**Problem details:** In all of the records below, swap "integer pixel values" for "whole-number pixel coordinates" and leave everything else as it is. Give the records back without the pictures.

**Working data:**
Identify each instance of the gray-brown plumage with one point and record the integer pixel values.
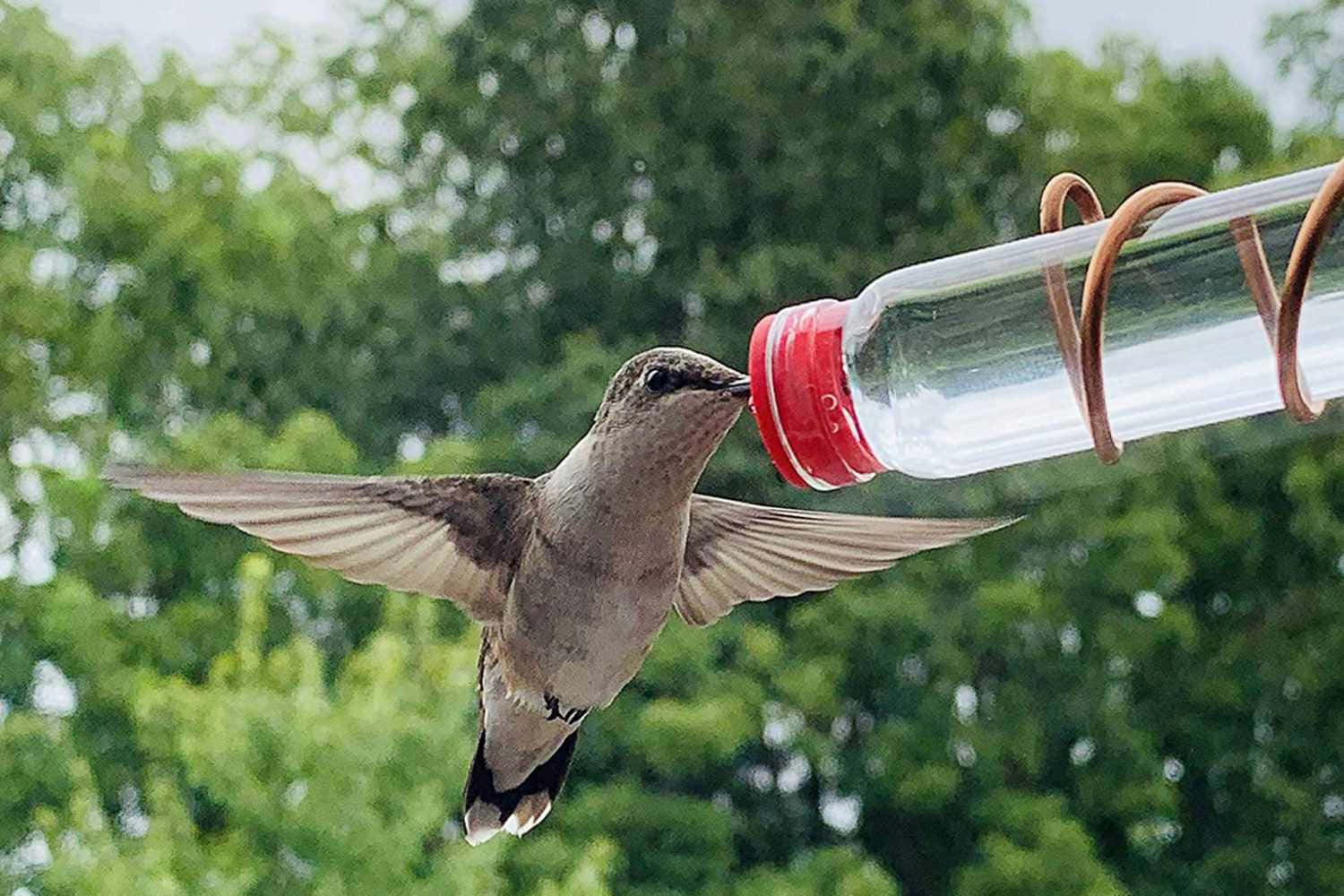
(572, 573)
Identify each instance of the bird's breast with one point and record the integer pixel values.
(580, 622)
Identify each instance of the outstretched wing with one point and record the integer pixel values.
(453, 536)
(737, 552)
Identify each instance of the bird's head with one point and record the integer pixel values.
(674, 405)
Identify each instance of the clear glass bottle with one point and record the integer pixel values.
(952, 367)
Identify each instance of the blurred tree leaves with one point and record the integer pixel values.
(430, 257)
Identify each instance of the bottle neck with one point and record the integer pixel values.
(800, 398)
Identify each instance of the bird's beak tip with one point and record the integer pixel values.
(739, 387)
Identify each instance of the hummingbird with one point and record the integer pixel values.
(572, 573)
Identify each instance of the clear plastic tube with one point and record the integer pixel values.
(953, 366)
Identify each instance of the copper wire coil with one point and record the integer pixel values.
(1279, 311)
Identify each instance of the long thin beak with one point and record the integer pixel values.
(739, 387)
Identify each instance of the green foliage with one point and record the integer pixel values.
(1132, 691)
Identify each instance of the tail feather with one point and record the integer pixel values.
(518, 809)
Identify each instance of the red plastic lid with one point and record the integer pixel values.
(801, 400)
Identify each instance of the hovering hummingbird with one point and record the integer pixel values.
(572, 573)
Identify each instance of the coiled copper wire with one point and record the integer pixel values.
(1279, 311)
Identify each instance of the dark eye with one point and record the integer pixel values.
(658, 381)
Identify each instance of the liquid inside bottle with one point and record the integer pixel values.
(953, 366)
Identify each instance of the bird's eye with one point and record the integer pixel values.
(658, 381)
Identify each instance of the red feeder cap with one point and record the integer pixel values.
(801, 401)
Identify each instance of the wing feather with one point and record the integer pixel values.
(738, 552)
(454, 536)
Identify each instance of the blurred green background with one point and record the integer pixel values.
(427, 255)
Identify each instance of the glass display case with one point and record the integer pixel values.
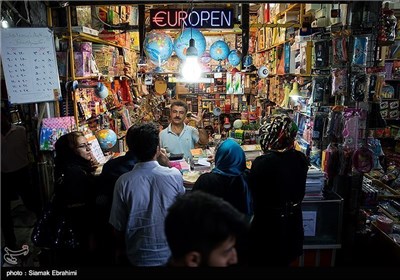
(322, 220)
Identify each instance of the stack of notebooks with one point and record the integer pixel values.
(314, 184)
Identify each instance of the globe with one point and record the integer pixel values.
(158, 46)
(234, 57)
(205, 58)
(247, 61)
(219, 50)
(181, 43)
(101, 91)
(107, 138)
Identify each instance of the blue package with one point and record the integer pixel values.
(360, 51)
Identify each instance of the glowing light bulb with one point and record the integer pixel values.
(191, 70)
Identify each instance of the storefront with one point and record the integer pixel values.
(101, 68)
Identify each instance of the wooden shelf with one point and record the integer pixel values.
(89, 38)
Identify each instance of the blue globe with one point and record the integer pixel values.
(234, 57)
(219, 50)
(107, 138)
(247, 61)
(181, 43)
(158, 46)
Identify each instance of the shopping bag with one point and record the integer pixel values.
(54, 128)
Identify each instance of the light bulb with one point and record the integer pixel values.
(191, 70)
(4, 23)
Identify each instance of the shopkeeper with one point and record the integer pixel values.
(179, 138)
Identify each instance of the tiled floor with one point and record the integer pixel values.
(24, 221)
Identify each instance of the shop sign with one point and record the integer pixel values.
(197, 18)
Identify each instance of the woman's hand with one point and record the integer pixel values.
(198, 118)
(162, 158)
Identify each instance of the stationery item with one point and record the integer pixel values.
(54, 128)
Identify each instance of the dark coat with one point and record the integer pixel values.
(277, 181)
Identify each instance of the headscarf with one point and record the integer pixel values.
(277, 133)
(230, 160)
(65, 155)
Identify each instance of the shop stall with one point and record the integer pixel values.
(106, 67)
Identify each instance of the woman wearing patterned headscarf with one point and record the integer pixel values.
(228, 180)
(229, 177)
(277, 181)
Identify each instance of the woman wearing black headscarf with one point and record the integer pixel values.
(277, 181)
(75, 193)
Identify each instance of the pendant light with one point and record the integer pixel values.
(191, 70)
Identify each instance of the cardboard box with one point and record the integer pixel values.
(61, 63)
(82, 64)
(84, 29)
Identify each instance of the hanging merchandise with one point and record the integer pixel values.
(375, 146)
(158, 47)
(360, 51)
(375, 84)
(181, 42)
(160, 85)
(234, 57)
(359, 87)
(351, 127)
(107, 138)
(319, 88)
(219, 51)
(263, 72)
(334, 131)
(387, 30)
(321, 54)
(339, 82)
(362, 159)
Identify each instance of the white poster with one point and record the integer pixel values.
(309, 222)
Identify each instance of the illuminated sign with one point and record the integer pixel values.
(204, 18)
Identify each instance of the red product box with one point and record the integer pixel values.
(82, 64)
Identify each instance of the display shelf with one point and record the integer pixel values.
(323, 222)
(386, 237)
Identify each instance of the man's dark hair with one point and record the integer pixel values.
(143, 140)
(200, 222)
(179, 103)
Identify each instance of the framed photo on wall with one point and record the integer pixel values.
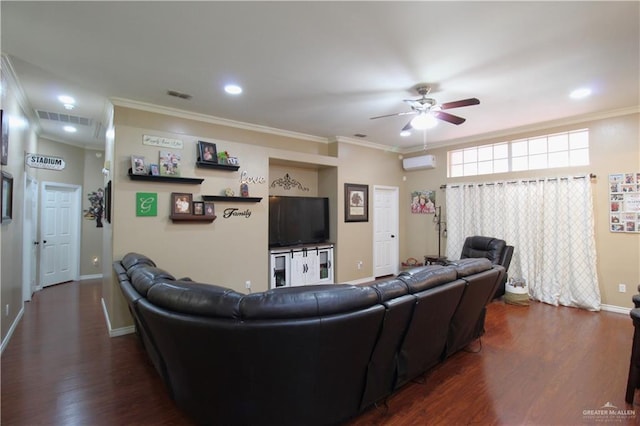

**Task answer:**
Identify each instance of the gray-brown plumage with one point and record the whole-number pixel coordinates.
(572, 573)
Identify each instance of the bird's breast with one point and record the whole-number pixel coordinates.
(580, 622)
Identify each instance of the outstretched wing with one point and record the whole-number pixel coordinates.
(453, 536)
(737, 552)
Identify each instance of the bird's head with one point and record the whole-number pixel coordinates.
(674, 405)
Identify each instance of the clear glass bottle with one point and record the whole-number pixel coordinates.
(952, 367)
Identify each instance of the blurred tree leaves with one point and record the whole-number pixel coordinates.
(430, 257)
Identify each instance of the bottle neck with one point and record the whole-number pixel coordinates.
(800, 398)
Identify each instance of the bird's beak tip with one point and record the whole-number pixel coordinates.
(739, 387)
Identify each instance of the hummingbird with one point and record the whole-number pixel coordinates.
(572, 573)
Identify each instance of the clear plastic tube with one point and record the whole-number pixel coordinates.
(953, 366)
Identify each instance of the copper wire coil with one point and record the whole-number pixel coordinates.
(1279, 311)
Identify each instance of the long thin beak with one point and record the whole-number pixel coordinates.
(739, 387)
Identify each instance of the green foliage with one point and record the whole-number pixel coordinates.
(1132, 691)
Identify each instance of the tail feather with one point and record the whole-number pixel coordinates.
(518, 809)
Identify each instance of the red plastic lid with one point and record the whole-number pixel coordinates.
(801, 400)
Identify each instance of the hovering hummingbird with one point and record the whole-number pixel coordinates.
(572, 573)
Identify each instance of the coiled copper wire with one point and record the whole-number pixel coordinates.
(1279, 311)
Identify each instance of the dark eye with one point and record the whole-number pixel coordinates.
(658, 381)
Identify each instance of the liquid inside bottle with one point and record the whole-number pixel coordinates.
(953, 366)
Identify each instance of the bird's eye with one point and record the whole-number pixel coordinates.
(658, 381)
Identify each instance of the red feeder cap with one point and record the whole-number pixel coordinates.
(801, 401)
Identify each instance of the wing feather with one point and record the whole-number pixel coordinates.
(738, 552)
(454, 536)
Identify each instance of the blurred green background with one point and record the whole-number pixel coordinates.
(427, 255)
Identify each instance of the glass display case with one point and record the whole-number pixel coordinates.
(322, 220)
Identify each instance of the stack of notebooks with one point and record the whole-number pixel coordinates.
(314, 184)
Identify each instance of the globe with one point and record the whole-number pixel coordinates.
(158, 46)
(234, 57)
(205, 58)
(247, 61)
(219, 50)
(181, 43)
(101, 91)
(107, 138)
Identify each instance of the blue package with one point and record the whole-number pixel coordinates.
(360, 51)
Identify each instance of the glowing light bulb with one point and record the whole-number pixel coordinates.
(191, 70)
Identify each instance of the storefront with one point and record the whole-number pixel coordinates.
(101, 68)
Identify each instance of the wooden shelf with one point and record the whole-number pixel coordinates.
(89, 38)
Identify each instance of the blue globe with one point and record the whole-number pixel coordinates.
(234, 57)
(219, 50)
(107, 138)
(247, 61)
(181, 43)
(158, 46)
Identify each instance of the shopping bag with one point and record the whole-number pixel coordinates.
(54, 128)
Identify each instance of the light bulb with one point and record the whole-number pixel coordinates.
(191, 70)
(4, 23)
Identify each instance of the shopkeeper with one point and record the whole-number pixel coordinates.
(179, 138)
Identify each instance of the tiled floor with one point and record the whole-number pixel coordinates.
(24, 221)
Identify each instance of the shop sign with one point and record the whole-number pixel coordinates.
(197, 18)
Identify each instance of the woman's hand with one point and record the whole-number pixel coordinates.
(198, 118)
(162, 158)
Identify each instance of the stationery item with one point and record the whole-number pixel coordinates.
(54, 128)
Identify each instance of the dark coat with one point and record the whole-number pixel coordinates.
(277, 181)
Identify each instance of the headscarf with one point and record the whole-number pixel coordinates.
(277, 133)
(230, 160)
(65, 155)
Identify each instance of the shop stall with one point and record the whole-number pixel coordinates.
(106, 67)
Identify each instance of the woman wearing patterned headscarf with one point and record the whole-number pixel coordinates.
(228, 180)
(229, 177)
(277, 181)
Identify each instance of the woman wearing black headscarf with one point and record the whole-number pixel coordinates.
(277, 181)
(75, 193)
Identify each instance of the pendant light with one point and record the whole-number pixel coordinates.
(191, 70)
Identify each instance of the cardboard box with one point and record the whole-number pixel coordinates.
(61, 63)
(82, 64)
(84, 29)
Identify each instance of the hanging merchandise with one point and record the whole-number pixel coordinates.
(375, 146)
(158, 47)
(360, 51)
(375, 84)
(181, 42)
(160, 85)
(234, 57)
(359, 87)
(351, 127)
(107, 138)
(319, 88)
(219, 51)
(263, 72)
(334, 131)
(387, 30)
(321, 54)
(339, 82)
(362, 159)
Identify each instance of the white poster with one point and record the whole-number pixel coordinates.
(309, 222)
Identify each instance of the illuminated sign with one point and record the whole-number pixel coordinates.
(204, 18)
Identify each instance of the red product box with one point and record the whole-number pixel coordinates.
(82, 64)
Identify each instance of the display shelf with one point and record the whole-number pixel coordinates.
(323, 222)
(386, 237)
Identify each instance of the man's dark hair with one point and record the whole-number pixel coordinates.
(143, 140)
(200, 222)
(179, 103)
Identify each instance of the framed photo on wall with one point and record the whole-number pixel coordinates.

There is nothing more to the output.